Begin RECORDS PROVIDED

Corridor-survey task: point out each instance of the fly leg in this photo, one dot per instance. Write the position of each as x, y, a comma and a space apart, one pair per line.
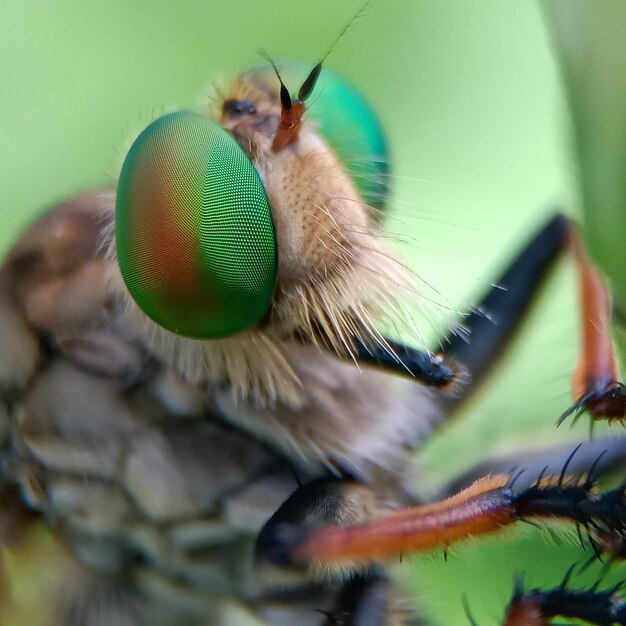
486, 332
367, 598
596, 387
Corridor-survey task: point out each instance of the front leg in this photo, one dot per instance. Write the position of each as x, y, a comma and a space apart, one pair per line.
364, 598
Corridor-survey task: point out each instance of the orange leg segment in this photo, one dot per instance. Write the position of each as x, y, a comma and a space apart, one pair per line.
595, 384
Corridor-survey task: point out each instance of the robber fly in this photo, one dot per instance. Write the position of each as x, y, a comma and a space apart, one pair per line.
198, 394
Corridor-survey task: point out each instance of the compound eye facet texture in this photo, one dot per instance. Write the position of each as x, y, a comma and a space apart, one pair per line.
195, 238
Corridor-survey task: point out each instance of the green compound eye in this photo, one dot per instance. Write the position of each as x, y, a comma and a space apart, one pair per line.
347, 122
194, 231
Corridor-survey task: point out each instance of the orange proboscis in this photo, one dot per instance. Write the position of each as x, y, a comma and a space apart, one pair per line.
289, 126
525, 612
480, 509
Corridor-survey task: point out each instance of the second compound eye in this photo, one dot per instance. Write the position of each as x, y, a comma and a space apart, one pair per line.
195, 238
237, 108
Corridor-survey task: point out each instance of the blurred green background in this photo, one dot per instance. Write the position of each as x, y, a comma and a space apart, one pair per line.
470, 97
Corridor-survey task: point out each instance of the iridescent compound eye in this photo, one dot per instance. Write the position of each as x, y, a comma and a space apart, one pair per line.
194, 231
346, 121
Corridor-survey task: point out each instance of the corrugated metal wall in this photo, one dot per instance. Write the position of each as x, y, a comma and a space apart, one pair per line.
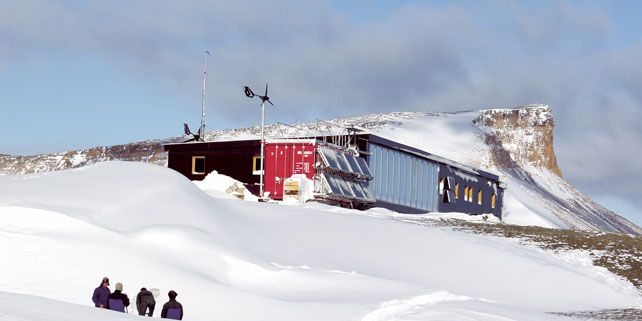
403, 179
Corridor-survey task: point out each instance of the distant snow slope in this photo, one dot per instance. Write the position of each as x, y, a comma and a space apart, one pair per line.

End RECORDS PROVIDED

▸ PROBLEM TO WORK ON
Please quote every one of the lines above word for word, from the first through the last, and leave the pictures out.

▸ WRITTEN SOLUTION
Corridor-survey task: point out each instance of the fly leg in this photo, one dot per instance. Write the position of each as x, y, a comma and a space apart, one pair per line.
486, 332
367, 598
596, 387
Corridor-survey task: point out each instance of the front leg in this photo, one dot per instance. Write the position of each as x, y, a comma and a space apart, one pair per line.
364, 598
Corridor-survey task: point out each instance of the orange leg segment in this photo, one dot per instance. Write the position of each as x, y, a comma and a space apart, one pair per line.
595, 384
Corridor-survey task: point out each instance of the robber fly in this photo, one dot per instance. Write the position of each as x, y, a comma and a space apart, one pair per line.
198, 394
Corridor-survey task: point out each instance of the compound eye facet texture in this photo, one dot per instance. Write the position of each as x, y, a comma and a space apart, one pair per line.
195, 238
Corridor-survey task: point out each instance of the green compound eye in this photo, one dot per instance. Write the position of each as x, y, a comma and a space apart, one pair per line.
347, 122
194, 231
Corridor-survey task: point out each instance of the orange proboscis in this photo, one dot per instance. Write the position of each as x, y, a comma and a space apart, one pair per line.
289, 126
525, 612
480, 509
Corridor-survey task: point out each instance of the second compound eye in this photo, one dot per instance. Write the position of each as x, y, a comma and a space apart, one pair per line.
195, 238
237, 108
Corridor-survey task: point out each instance of the blurred green background in this photo, one dot per instance. Write the position of each as x, y, a comma and a space apart, one pair per line.
470, 97
Corridor-survey task: point out each instance of the iridescent compound eye in this photo, one dot per instance. Write the position of each as x, y, a comma and a space apart, one pair per line.
194, 231
346, 121
Corridor-survey task: point out each instance of the corrugated metal wall in this photo, one dot per instance. Write the position of each as x, y, a comma and a space apart, one pair per line.
403, 179
Corridor-survey task: point out each instance of the distant snow slope in this photo, one dot per instance. Write the position of each as x, y, a comma and a space apart, one pair per line.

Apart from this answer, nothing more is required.